• [The input]:
■ ■ ■ ■

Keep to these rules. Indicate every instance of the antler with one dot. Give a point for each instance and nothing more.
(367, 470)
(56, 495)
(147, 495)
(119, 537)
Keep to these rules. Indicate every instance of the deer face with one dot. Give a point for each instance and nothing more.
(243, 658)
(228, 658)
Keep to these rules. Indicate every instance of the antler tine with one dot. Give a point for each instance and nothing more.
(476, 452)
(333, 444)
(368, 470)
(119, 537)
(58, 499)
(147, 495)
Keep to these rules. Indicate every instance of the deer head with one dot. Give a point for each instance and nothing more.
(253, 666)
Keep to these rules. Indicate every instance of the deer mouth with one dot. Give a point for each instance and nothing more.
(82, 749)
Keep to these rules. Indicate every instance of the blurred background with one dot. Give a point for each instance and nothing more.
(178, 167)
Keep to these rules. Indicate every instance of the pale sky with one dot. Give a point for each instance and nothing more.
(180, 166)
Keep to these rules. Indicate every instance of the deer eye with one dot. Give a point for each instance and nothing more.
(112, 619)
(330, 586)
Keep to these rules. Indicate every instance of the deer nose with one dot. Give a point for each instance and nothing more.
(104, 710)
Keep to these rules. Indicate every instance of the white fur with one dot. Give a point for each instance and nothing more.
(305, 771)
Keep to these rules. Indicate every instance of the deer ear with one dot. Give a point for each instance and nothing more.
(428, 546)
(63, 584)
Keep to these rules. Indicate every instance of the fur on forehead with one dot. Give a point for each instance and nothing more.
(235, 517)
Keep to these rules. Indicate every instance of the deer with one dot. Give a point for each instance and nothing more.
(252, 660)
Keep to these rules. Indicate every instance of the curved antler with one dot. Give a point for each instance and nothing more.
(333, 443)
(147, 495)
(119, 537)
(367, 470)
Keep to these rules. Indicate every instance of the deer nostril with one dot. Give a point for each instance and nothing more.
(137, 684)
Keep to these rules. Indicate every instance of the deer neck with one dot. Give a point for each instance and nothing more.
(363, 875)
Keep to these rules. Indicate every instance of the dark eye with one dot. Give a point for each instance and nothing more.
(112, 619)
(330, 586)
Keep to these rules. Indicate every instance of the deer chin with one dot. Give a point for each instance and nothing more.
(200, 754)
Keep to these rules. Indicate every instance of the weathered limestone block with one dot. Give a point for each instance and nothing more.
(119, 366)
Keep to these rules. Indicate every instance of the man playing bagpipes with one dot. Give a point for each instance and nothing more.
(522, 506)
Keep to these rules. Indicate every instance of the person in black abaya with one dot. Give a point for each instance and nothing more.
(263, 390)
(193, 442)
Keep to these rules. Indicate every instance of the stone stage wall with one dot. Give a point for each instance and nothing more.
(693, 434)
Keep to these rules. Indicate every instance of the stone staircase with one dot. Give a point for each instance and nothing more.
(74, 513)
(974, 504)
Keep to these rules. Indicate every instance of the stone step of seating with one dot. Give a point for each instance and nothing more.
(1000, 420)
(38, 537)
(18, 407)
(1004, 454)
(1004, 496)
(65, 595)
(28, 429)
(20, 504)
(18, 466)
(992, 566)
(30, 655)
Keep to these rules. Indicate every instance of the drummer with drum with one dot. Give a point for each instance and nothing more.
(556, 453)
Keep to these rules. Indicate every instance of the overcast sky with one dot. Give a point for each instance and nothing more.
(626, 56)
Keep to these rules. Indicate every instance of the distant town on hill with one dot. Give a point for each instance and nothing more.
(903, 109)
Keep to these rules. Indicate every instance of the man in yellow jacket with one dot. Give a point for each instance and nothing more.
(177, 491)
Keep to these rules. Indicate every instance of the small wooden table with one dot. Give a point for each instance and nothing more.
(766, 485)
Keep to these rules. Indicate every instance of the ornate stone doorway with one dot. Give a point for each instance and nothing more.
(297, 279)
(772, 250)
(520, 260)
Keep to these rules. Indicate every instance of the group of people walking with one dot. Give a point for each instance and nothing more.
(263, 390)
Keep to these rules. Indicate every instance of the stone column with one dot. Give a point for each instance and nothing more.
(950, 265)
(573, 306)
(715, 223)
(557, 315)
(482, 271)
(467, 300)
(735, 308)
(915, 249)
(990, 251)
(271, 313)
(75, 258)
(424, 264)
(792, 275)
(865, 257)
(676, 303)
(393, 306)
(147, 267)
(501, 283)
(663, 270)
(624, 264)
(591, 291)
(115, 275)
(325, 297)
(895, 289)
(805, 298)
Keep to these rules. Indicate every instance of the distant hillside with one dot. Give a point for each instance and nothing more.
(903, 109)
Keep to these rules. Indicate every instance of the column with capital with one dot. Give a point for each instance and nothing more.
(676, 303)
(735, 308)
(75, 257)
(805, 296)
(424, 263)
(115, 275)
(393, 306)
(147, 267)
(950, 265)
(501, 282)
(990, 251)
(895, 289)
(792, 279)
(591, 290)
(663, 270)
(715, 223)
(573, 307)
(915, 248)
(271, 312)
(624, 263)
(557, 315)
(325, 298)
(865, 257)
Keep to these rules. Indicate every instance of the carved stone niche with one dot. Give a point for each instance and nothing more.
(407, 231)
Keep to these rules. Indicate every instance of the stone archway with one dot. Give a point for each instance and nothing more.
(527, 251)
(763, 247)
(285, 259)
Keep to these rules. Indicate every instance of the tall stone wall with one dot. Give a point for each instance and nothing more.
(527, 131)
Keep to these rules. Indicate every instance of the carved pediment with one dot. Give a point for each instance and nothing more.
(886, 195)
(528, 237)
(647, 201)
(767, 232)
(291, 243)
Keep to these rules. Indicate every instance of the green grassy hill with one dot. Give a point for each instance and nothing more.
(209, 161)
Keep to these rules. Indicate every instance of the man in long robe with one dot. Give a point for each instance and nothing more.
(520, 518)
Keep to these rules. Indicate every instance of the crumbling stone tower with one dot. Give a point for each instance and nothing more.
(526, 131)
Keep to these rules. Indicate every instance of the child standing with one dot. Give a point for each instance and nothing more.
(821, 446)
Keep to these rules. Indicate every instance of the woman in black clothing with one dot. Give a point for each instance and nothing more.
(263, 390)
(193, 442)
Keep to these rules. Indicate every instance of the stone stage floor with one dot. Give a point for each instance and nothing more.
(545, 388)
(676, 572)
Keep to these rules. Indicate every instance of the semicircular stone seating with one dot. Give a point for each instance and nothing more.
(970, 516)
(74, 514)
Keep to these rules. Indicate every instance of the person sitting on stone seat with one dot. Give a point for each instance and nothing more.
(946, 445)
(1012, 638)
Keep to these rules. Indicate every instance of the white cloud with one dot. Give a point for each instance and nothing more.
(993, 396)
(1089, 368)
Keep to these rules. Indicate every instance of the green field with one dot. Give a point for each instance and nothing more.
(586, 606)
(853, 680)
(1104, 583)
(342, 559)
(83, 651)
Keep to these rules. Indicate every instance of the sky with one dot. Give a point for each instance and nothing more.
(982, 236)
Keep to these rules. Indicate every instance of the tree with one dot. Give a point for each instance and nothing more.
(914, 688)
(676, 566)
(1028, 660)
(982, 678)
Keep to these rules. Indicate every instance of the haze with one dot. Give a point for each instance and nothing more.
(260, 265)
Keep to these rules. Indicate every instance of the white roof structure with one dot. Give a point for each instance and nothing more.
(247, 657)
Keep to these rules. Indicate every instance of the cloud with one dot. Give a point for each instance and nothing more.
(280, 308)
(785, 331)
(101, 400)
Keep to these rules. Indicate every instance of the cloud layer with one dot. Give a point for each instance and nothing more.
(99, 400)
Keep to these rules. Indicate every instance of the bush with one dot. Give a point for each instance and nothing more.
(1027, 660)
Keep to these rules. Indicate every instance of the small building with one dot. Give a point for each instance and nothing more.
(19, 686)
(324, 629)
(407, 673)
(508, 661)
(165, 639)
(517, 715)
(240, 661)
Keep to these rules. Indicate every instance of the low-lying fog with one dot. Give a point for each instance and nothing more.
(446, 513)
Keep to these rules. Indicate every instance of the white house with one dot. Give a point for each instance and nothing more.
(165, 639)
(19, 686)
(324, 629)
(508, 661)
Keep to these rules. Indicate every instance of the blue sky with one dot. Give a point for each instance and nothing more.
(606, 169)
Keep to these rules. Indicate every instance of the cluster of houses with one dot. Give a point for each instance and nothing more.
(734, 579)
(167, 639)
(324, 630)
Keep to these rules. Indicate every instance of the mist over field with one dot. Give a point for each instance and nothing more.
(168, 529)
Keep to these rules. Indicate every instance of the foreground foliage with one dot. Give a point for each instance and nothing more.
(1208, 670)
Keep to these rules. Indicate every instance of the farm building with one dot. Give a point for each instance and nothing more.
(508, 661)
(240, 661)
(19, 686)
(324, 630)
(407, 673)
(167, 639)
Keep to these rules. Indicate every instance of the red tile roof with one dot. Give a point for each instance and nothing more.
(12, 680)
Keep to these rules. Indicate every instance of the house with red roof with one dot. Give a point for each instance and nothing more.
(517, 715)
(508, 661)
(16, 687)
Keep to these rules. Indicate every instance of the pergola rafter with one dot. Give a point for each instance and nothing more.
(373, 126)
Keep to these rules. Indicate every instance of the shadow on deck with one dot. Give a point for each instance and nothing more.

■ ■ ■ ■

• [Task requirements]: Each line from the one containing "Keep to these rules. Indicate every instance of the cluster" through the end of the material must be returned exactly; no other line should appear.

• [Solved exercise]:
Keep to these rules. Indicate every instance of the cluster of houses with one dot. Give a point for each instance and nothing more.
(734, 579)
(167, 639)
(324, 630)
Keep to these rules. Indicate every instance of the mist over field with one dot. Give a point for each instance and nothing more.
(168, 529)
Keep to these rules. Indicate every instance of the foreground foliage with one dot. Give a point for each instance and nothing more.
(1208, 670)
Keep to these rules. Indicate every instance of the farm building with one dot. Give a point for each instance and nothing more.
(508, 661)
(240, 661)
(19, 686)
(324, 630)
(407, 673)
(167, 639)
Keep to these rules. Indicate every instance of the red tile roof with one dot. Give a point for each instance and nothing more.
(12, 680)
Keep to these rules. Indicate every instance of the house with red roof with one dot. Give a point for each instance and nothing more.
(517, 715)
(508, 661)
(16, 687)
Keep to these rules. Indicate every instance of the pergola rafter with one dot. Give a point for each instance and nothing more.
(373, 126)
Keep to these rules. Indicate every instance of the shadow on deck with one dot. Give a point for each instance and nothing more.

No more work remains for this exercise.